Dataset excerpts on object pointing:

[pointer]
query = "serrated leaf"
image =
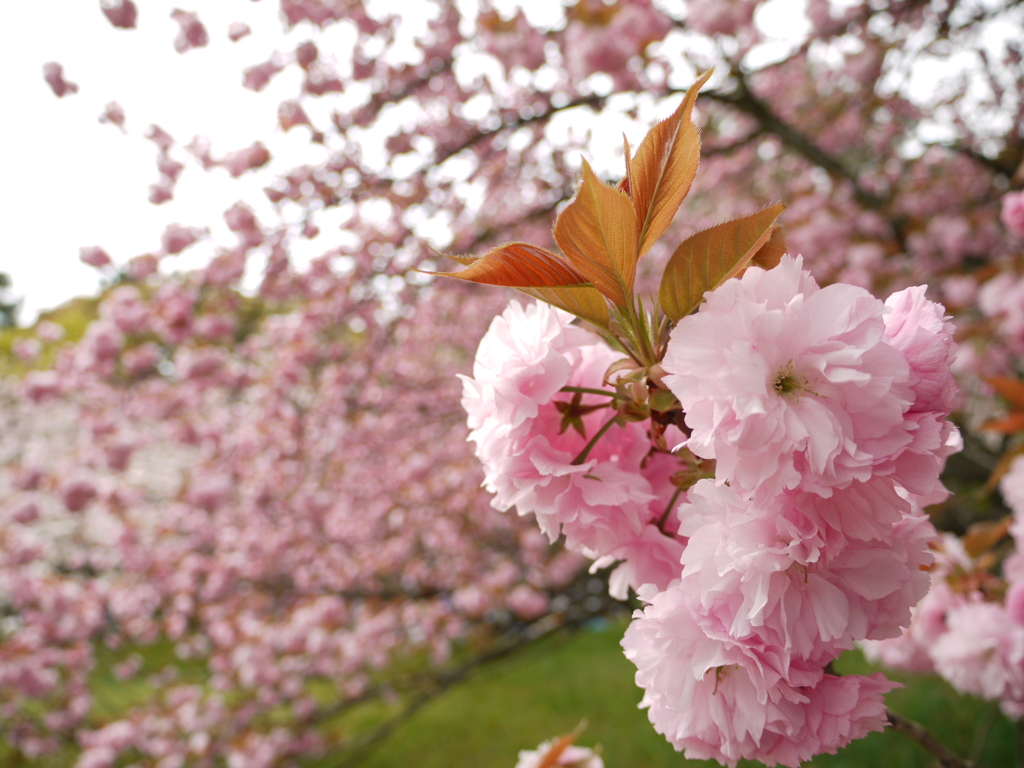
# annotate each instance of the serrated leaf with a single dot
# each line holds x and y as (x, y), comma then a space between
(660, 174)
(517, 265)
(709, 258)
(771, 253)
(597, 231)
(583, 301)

* * *

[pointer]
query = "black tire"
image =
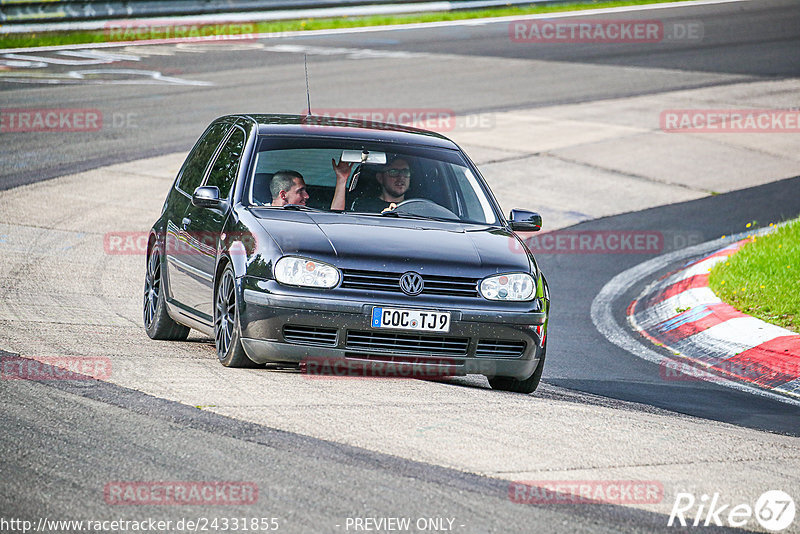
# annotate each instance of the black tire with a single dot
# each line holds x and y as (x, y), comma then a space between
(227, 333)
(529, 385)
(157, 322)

...

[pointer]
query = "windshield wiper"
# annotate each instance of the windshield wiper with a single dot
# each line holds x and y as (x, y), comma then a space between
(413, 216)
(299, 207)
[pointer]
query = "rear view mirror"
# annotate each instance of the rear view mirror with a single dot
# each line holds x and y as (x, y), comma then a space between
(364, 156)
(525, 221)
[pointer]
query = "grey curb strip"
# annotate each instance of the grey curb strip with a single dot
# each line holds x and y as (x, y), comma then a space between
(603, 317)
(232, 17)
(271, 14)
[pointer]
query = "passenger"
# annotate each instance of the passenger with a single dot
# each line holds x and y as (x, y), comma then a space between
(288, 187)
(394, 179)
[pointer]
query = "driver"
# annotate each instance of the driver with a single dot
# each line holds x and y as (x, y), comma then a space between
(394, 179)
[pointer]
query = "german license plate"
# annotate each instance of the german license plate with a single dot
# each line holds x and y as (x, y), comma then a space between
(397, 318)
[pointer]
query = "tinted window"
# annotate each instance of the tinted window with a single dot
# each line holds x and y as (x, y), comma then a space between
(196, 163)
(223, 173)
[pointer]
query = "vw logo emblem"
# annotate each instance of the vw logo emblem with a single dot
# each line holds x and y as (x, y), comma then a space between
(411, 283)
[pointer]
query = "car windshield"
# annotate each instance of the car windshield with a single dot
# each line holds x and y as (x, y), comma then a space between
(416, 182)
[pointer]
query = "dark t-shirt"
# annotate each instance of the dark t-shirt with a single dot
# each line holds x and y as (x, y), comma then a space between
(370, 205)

Goal of the exercise:
Show every line of the records that contains the word "german", copying each line in full.

Expected answer:
query = "german license plate"
# annotate each instance of the german license plate with a single dot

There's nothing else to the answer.